═══ DATA PROVIDED ═══

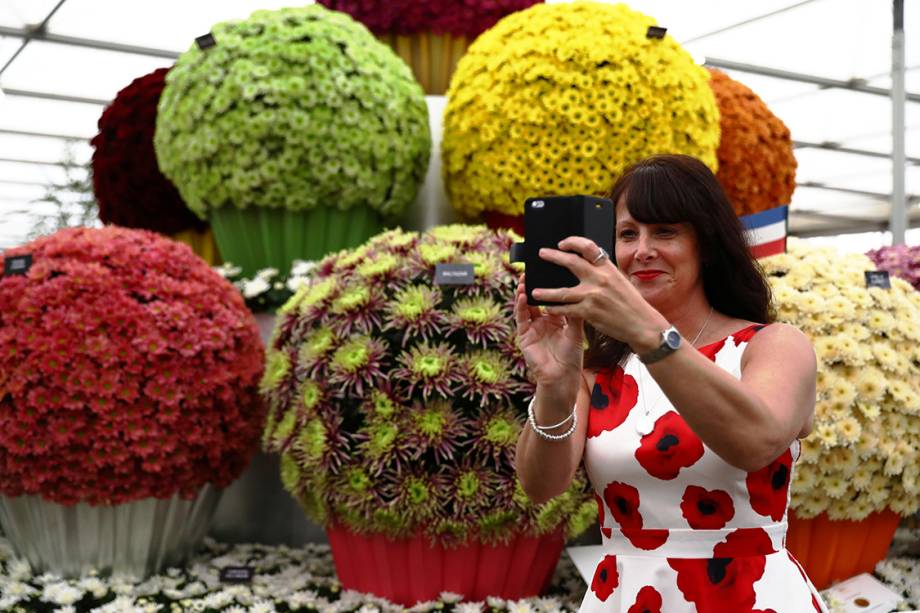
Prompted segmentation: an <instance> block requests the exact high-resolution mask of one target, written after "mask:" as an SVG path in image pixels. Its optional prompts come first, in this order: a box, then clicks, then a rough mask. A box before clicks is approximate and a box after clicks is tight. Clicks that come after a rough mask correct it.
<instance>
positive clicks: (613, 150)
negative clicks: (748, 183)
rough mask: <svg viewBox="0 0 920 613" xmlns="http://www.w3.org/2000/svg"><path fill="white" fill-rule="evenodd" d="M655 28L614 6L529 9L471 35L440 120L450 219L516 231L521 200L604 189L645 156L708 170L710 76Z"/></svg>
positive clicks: (600, 3) (589, 2) (591, 4)
mask: <svg viewBox="0 0 920 613" xmlns="http://www.w3.org/2000/svg"><path fill="white" fill-rule="evenodd" d="M654 25H655V20H654V19H652V18H651V17H647V16H645V15H643V14H641V13H638V12H636V11H633V10H631V9H629V8H628V7H627V6H626V5H624V4H616V5H610V4H603V3H599V2H577V3H563V4H537V5H535V6H532V7H530V8H528V9H526V10H523V11H519V12H517V13H513V14H511V15H509V16H507V17H505V18H504V19H502V20H501V21H499V22H498V23H497V24H496V25H495V26H494V27H492V28H491V29H490V30H488V31H486V32H484V33H483V34H482V35H481V36H480V37H479V38H477V39H476V41H475V42H474V43H473V44H472V45H470V48H469V50H468V51H467V53H466V55H465V56H464V57H463V58H462V59H461V60H460V63H459V64H458V66H457V71H456V72H455V73H454V77H453V79H452V80H451V84H450V89H449V90H448V92H447V99H448V102H447V108H446V111H445V114H444V139H443V141H442V143H441V160H442V169H443V174H444V181H445V184H446V187H447V194H448V197H449V198H450V201H451V204H452V205H453V207H454V208H455V209H456V210H457V211H458V213H459V214H460V215H461V216H462V217H463V218H465V219H477V218H480V217H484V219H485V220H486V222H487V223H489V224H490V225H492V226H495V227H499V226H505V227H514V228H516V229H517V230H518V231H519V232H520V231H522V230H523V212H524V199H525V198H528V197H531V196H534V195H566V194H596V193H605V192H607V191H608V190H609V189H610V186H611V185H613V182H614V180H615V179H616V177H617V176H618V175H619V174H620V173H621V172H622V171H623V170H624V168H625V167H626V166H627V165H629V164H630V163H633V162H636V161H638V160H640V159H642V158H644V157H647V156H649V155H651V154H654V153H686V154H689V155H693V156H695V157H698V158H700V159H701V160H703V161H704V162H705V163H706V164H707V165H709V166H710V167H711V168H712V169H713V170H715V168H716V147H717V146H718V144H719V113H718V108H717V106H716V102H715V98H714V96H713V94H712V90H711V89H710V88H709V86H708V85H707V81H708V74H707V73H706V70H705V69H703V68H702V67H700V66H697V65H696V64H694V62H693V59H692V58H691V57H690V54H689V53H687V52H686V51H685V50H684V49H682V48H681V47H680V45H678V44H677V42H676V41H675V40H674V39H673V38H671V37H670V36H668V35H665V36H664V37H663V38H656V37H655V35H656V31H655V30H652V31H651V32H650V31H649V28H650V27H651V26H654Z"/></svg>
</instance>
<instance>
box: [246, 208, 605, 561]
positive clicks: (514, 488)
mask: <svg viewBox="0 0 920 613" xmlns="http://www.w3.org/2000/svg"><path fill="white" fill-rule="evenodd" d="M519 240H520V237H517V236H515V235H513V234H511V233H506V232H501V233H496V232H493V231H490V230H487V229H485V228H481V227H469V226H461V225H454V226H442V227H438V228H435V229H433V230H431V231H429V232H426V233H424V234H418V233H414V232H404V231H402V230H389V231H387V232H384V233H382V234H379V235H377V236H375V237H374V238H372V239H370V240H369V241H368V242H367V243H365V244H364V245H362V246H361V247H358V248H356V249H353V250H349V251H342V252H339V253H336V254H333V255H330V256H327V257H326V258H324V259H323V260H322V261H320V262H318V263H317V264H316V266H315V267H314V268H313V269H312V270H311V272H310V275H311V276H310V278H309V280H308V282H307V283H305V284H304V285H303V286H302V287H301V288H300V290H299V291H298V292H297V293H295V295H294V296H293V297H292V298H291V299H290V301H289V302H288V303H287V304H286V305H285V306H284V307H283V308H282V309H281V311H280V312H279V321H278V323H277V325H276V329H275V333H274V336H273V339H272V342H271V348H270V355H269V368H268V371H267V374H266V378H265V382H264V393H265V395H266V396H267V397H268V398H269V399H270V401H271V407H272V410H271V413H270V416H269V421H268V424H267V425H266V433H265V437H264V438H263V443H264V446H265V448H266V449H267V450H270V451H274V452H276V453H280V454H281V456H282V458H281V473H282V482H283V483H284V485H285V487H286V488H287V489H288V490H289V491H290V492H291V494H292V495H293V496H294V497H295V498H296V499H297V500H298V502H299V503H300V504H301V506H302V507H303V508H304V510H305V511H306V512H307V513H308V514H309V515H310V516H311V517H312V518H314V519H315V520H317V521H320V522H324V523H333V522H334V523H338V524H343V525H345V526H347V527H348V528H349V529H351V530H353V531H357V532H362V533H384V534H387V535H389V536H392V537H398V536H407V535H409V534H414V533H419V532H422V533H425V534H426V535H428V536H429V537H431V538H434V539H439V540H442V541H444V542H455V543H461V542H463V541H465V540H466V539H469V538H475V539H480V540H485V541H498V540H504V539H507V538H510V537H511V536H512V535H513V533H516V532H523V533H525V534H529V535H538V534H544V533H546V532H551V531H554V530H560V529H566V530H568V532H569V533H570V534H574V533H577V532H580V531H581V530H583V529H584V528H585V527H587V525H589V524H590V519H589V520H588V521H587V522H586V521H584V518H585V516H584V515H583V514H581V513H580V510H581V509H582V503H586V504H587V505H589V506H590V508H592V509H596V503H595V502H594V499H593V496H592V495H591V494H590V491H589V489H588V487H587V484H586V481H585V480H584V479H583V478H581V479H579V480H577V481H576V483H574V484H573V486H572V487H571V488H570V490H569V492H568V493H567V494H564V495H563V496H562V497H559V498H557V499H554V501H551V502H550V503H547V504H545V505H534V504H533V503H531V502H530V501H529V500H527V498H526V495H525V496H523V498H522V496H521V495H522V493H523V492H522V490H521V489H520V483H519V481H518V480H517V477H516V474H515V470H514V462H513V460H514V449H515V446H516V442H517V438H518V435H519V433H520V430H521V427H522V424H523V423H524V418H525V416H526V408H525V407H526V404H527V402H528V401H529V400H530V396H531V395H532V393H533V385H532V384H531V383H530V382H528V381H527V380H526V378H525V370H524V362H523V357H522V355H521V353H520V350H519V349H518V347H517V343H516V338H515V333H514V323H513V322H514V317H513V306H514V295H515V288H516V286H517V282H518V277H519V275H520V272H521V270H520V266H519V265H517V264H512V263H510V262H509V260H508V251H509V249H510V247H511V244H512V243H513V242H517V241H519ZM442 264H466V265H468V266H470V268H471V269H472V275H471V277H470V279H469V280H470V281H471V282H470V283H469V284H465V285H439V284H437V283H436V282H435V273H436V271H437V269H438V267H439V266H440V265H442ZM584 508H588V507H587V506H585V507H584Z"/></svg>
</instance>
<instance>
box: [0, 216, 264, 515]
mask: <svg viewBox="0 0 920 613" xmlns="http://www.w3.org/2000/svg"><path fill="white" fill-rule="evenodd" d="M24 254H30V255H31V257H32V264H31V267H30V268H28V270H27V271H26V272H25V274H22V275H20V274H12V275H11V274H6V275H2V276H0V494H3V495H5V496H20V495H37V496H41V497H42V498H44V499H46V500H50V501H54V502H58V503H61V504H73V503H77V502H88V503H90V504H94V505H103V504H106V505H108V504H120V503H126V502H131V501H134V500H139V499H143V498H150V497H157V498H166V497H170V496H172V495H174V494H180V495H182V496H184V497H192V496H194V495H195V493H196V492H197V491H198V490H199V489H200V488H201V487H202V486H203V485H205V484H207V483H210V484H213V485H214V486H216V487H224V486H227V485H229V484H230V482H231V481H233V480H234V479H235V478H236V477H237V476H239V475H240V473H241V472H242V471H243V469H244V468H245V467H246V466H247V464H248V463H249V460H250V458H251V456H252V454H253V453H254V451H255V450H256V448H257V446H258V438H259V432H260V431H261V427H262V422H263V419H264V413H265V412H264V405H263V404H262V402H261V399H260V397H259V394H258V382H259V379H260V377H261V374H262V370H263V347H262V342H261V339H260V337H259V332H258V328H257V327H256V324H255V320H254V318H253V316H252V314H251V313H249V311H248V310H247V309H246V307H245V306H244V304H243V300H242V298H241V297H240V295H239V292H238V291H237V290H236V289H235V288H234V287H233V286H232V285H230V284H229V283H228V282H227V281H225V280H224V279H222V278H221V277H220V276H219V275H218V274H217V273H216V272H214V271H213V270H211V268H210V267H209V266H208V265H207V264H206V263H205V262H204V261H203V260H201V259H200V258H198V257H197V256H195V254H194V253H192V251H191V249H190V248H189V247H187V246H185V245H182V244H180V243H177V242H174V241H172V240H169V239H167V238H165V237H162V236H160V235H158V234H155V233H153V232H149V231H146V230H128V229H125V228H118V227H115V226H109V227H105V228H100V229H90V228H73V229H67V230H61V231H60V232H58V233H56V234H54V235H51V236H47V237H43V238H40V239H37V240H35V241H34V242H32V243H29V244H27V245H24V246H22V247H16V248H13V249H8V250H7V251H5V252H4V254H3V256H4V258H10V257H15V256H17V255H24Z"/></svg>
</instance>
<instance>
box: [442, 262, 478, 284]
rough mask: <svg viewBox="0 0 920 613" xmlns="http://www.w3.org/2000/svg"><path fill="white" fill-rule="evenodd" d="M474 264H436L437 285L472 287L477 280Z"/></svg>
mask: <svg viewBox="0 0 920 613" xmlns="http://www.w3.org/2000/svg"><path fill="white" fill-rule="evenodd" d="M474 271H475V268H474V266H473V265H472V264H435V267H434V282H435V284H436V285H472V284H473V282H474V281H475V280H476V275H475V273H474Z"/></svg>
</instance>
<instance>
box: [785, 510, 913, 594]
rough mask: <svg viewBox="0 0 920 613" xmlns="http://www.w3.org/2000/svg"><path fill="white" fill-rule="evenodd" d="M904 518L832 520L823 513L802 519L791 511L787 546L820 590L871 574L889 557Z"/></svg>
mask: <svg viewBox="0 0 920 613" xmlns="http://www.w3.org/2000/svg"><path fill="white" fill-rule="evenodd" d="M900 521H901V517H900V515H898V514H897V513H895V512H893V511H887V510H886V511H882V512H880V513H872V514H871V515H869V516H868V517H866V518H865V519H864V520H862V521H849V520H841V521H835V520H831V519H828V517H827V514H826V513H822V514H821V515H818V516H817V517H814V518H812V519H800V518H798V517H796V515H795V513H792V512H790V513H789V532H788V534H787V536H786V548H787V549H788V550H789V551H790V552H791V553H792V555H793V556H795V558H796V559H797V560H798V561H799V562H800V563H801V564H802V566H803V567H805V572H807V573H808V577H809V578H810V579H811V582H812V583H814V584H815V587H816V588H818V589H819V590H823V589H825V588H826V587H828V586H830V585H831V584H832V583H835V582H837V581H842V580H844V579H849V578H850V577H853V576H856V575H858V574H860V573H871V572H872V570H873V569H874V568H875V565H876V564H878V562H879V561H880V560H882V559H883V558H884V557H885V554H886V553H887V552H888V548H889V547H890V546H891V541H892V539H894V531H895V529H897V527H898V523H900Z"/></svg>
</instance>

═══

- [TASK GOAL]: Pick out every line of the items above that contains the string "positive", matching case exactly.

- [TASK RESPONSE]:
positive clicks: (613, 150)
positive clicks: (600, 3) (589, 2) (591, 4)
positive clicks: (514, 488)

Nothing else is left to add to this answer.